Records of labeled points
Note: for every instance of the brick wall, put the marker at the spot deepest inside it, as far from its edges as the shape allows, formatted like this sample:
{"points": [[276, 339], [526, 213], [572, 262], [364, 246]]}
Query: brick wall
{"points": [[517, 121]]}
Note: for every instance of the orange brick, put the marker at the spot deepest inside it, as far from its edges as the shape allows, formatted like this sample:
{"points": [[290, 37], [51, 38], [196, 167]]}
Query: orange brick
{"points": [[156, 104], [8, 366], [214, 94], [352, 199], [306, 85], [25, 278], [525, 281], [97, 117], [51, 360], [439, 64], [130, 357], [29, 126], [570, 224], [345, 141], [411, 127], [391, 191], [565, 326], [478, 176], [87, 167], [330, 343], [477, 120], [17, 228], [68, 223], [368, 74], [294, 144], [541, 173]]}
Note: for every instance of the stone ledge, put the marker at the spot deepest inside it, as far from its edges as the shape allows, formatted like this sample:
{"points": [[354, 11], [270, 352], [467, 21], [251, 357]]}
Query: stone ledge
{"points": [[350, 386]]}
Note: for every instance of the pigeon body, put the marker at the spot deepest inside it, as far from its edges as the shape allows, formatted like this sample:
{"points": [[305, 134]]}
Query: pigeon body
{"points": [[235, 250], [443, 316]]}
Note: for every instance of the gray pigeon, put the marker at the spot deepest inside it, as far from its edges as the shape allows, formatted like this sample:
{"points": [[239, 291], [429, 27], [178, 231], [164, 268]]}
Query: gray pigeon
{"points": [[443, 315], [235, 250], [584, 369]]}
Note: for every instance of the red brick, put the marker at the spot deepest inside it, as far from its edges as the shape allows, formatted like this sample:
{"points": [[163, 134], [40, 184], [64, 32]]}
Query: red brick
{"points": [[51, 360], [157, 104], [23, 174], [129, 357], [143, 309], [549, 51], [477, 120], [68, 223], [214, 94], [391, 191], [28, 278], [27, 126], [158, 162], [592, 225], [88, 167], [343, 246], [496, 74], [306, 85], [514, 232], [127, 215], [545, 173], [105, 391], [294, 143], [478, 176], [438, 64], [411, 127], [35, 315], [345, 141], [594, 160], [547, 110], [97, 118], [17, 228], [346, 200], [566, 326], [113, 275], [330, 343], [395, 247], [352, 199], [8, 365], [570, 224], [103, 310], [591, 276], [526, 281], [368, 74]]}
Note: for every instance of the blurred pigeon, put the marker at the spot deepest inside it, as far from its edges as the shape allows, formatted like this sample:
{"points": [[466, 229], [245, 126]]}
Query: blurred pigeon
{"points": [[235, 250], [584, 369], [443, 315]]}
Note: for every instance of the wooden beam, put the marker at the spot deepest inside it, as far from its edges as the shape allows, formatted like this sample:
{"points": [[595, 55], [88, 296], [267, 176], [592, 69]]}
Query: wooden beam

◆ **Challenge**: Return each entry from the material above exactly as it appears.

◆ **Exercise response**:
Note: for every instance of the brick wall, put the marker at the spot deepest inside it, as far from its edges as the shape allows, formatted like this sample:
{"points": [[276, 339], [526, 213], [572, 262], [364, 246]]}
Query: brick wall
{"points": [[517, 121]]}
Note: for every instance of the orange brick, put the marker at the spot deepest inside it, as far from its edges as the shape allows, formatted like this sample:
{"points": [[290, 37], [51, 38], [196, 167]]}
Query: orange brick
{"points": [[156, 104], [8, 366], [214, 94], [352, 199], [306, 85], [25, 278], [525, 281], [97, 117], [51, 360], [439, 64], [130, 357], [29, 126], [570, 224], [345, 141], [411, 127], [391, 191], [565, 326], [478, 176], [87, 167], [330, 343], [477, 120], [17, 228], [68, 223], [368, 74], [294, 144], [541, 173]]}
Note: for every instance of the stone ledge, put the marker at the spot deepest inside it, as far from its edges as the shape allows, formatted like this sample:
{"points": [[354, 11], [270, 352], [467, 21], [251, 357]]}
Query: stone ledge
{"points": [[350, 386]]}
Note: for every instance of the pigeon body, put the marker at the spot deepest inside it, as far from its edges as the shape allows, formatted like this sample:
{"points": [[305, 134]]}
Query: pigeon body
{"points": [[235, 250], [443, 316]]}
Note: for every instance of the gray pigeon, put the marker at the spot deepest inside it, as far from its edges as the shape allows, formatted like this sample:
{"points": [[239, 291], [429, 27], [178, 231], [164, 268]]}
Query: gray pigeon
{"points": [[443, 315], [235, 250], [584, 369]]}
Note: for every instance of the red brick, put the marker at the spot deepest inside it, as far from its edges as the shape allows, formatted like this sample:
{"points": [[163, 134], [40, 184], [64, 32]]}
Query: red brick
{"points": [[51, 360], [157, 104], [23, 174], [129, 357], [143, 309], [549, 51], [477, 120], [68, 223], [214, 94], [391, 191], [28, 278], [27, 126], [158, 162], [592, 225], [88, 167], [343, 246], [496, 74], [306, 85], [514, 232], [127, 215], [545, 173], [105, 391], [294, 143], [478, 176], [438, 64], [411, 127], [35, 315], [345, 141], [594, 160], [547, 110], [97, 118], [17, 228], [346, 200], [566, 326], [113, 275], [330, 343], [395, 247], [352, 199], [8, 365], [570, 224], [103, 310], [591, 276], [526, 281], [368, 74]]}
Note: for every instance of the blurred pigeon, put the marker at the spot deepest inside it, as far from its edges as the shape allows, formatted like this sample:
{"points": [[466, 229], [245, 126]]}
Query: blurred pigeon
{"points": [[235, 250], [584, 369], [443, 315]]}
Note: for every instance of the wooden beam, put the marker at the spot deepest inside it, as far from its edges as the shape allows, formatted like this sample:
{"points": [[595, 55], [88, 296], [267, 176], [592, 69]]}
Query: wooden beam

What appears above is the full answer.